Mourners pay respect to King

By Errin Haines The Associated Press

ATLANTA – Thousands of mourners filed past the casket of Coretta Scott King on yesterday, paying their respects to the “first lady of the civil rights movement” at the historic church where her husband shared his dream for racial equality in the 1960s.

People lined up for blocks outside Ebenezer Baptist Church, waiting for hours in freezing rain for a moment to bid farewell to the widow of the Rev. Martin Luther King Jr.

Across the street, at least 1,000 people filled the church’s newer facility for a musical tribute, including Oprah Winfrey and other entertainers such as Gladys Knight.

“For me, she embodied royalty. She was the queen,” Winfrey said. “You knew she was a force.”

Winfrey laughed as she described persuading King to get a new hairdo on her TV show. And she became emotional when she told how King, in the week before her death, sent her a handmade quilt that her husband’s mother had passed down.

“She leaves us all a better America than the America of her childhood,” Winfrey said.

* _DATA_:
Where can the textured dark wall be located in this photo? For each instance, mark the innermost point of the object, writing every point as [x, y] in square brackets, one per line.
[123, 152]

* _EXERCISE INSTRUCTIONS_:
- a) In the article on the mourners of Coretta Scott King, what weather did people wait in outside Ebenezer Baptist Church?
- b) Continue the article on the mourners of Coretta Scott King from where it stops.

* _YOUR RESPONSES_:
- a) Freezing rain.

- b)
King, 78, died Jan. 30 at an alternative medicine clinic in Mexico, where doctors said she was battling advanced ovarian cancer. She also had been recovering from a serious stroke and heart attack.

As the service concluded, King’s eldest daughter, Yolanda King, told the gathering: “I know it is the prayers of so many of you and from all over the world that carried her safely home. We knew firsthand the enduring power of love.”

Inside the silent sanctuary, mourners filed slowly past the casket, some lingering a moment before moving on. A shroud of flowers blanketed the lower half of the casket, and wreaths stood on either side, decorated with roses, King’s favorite flower.

Mary Howard-Hamilton, a college professor from Bloomington, Ind., drove eight hours to Atlanta and then stood in the rain for five more to be among the first to view King’s body at the church.

“It’s almost like the torch was passed when I walked past her,” Howard-Hamilton, 51, said. “I felt empowered. I’m gonna step up now. This fight’s not over.”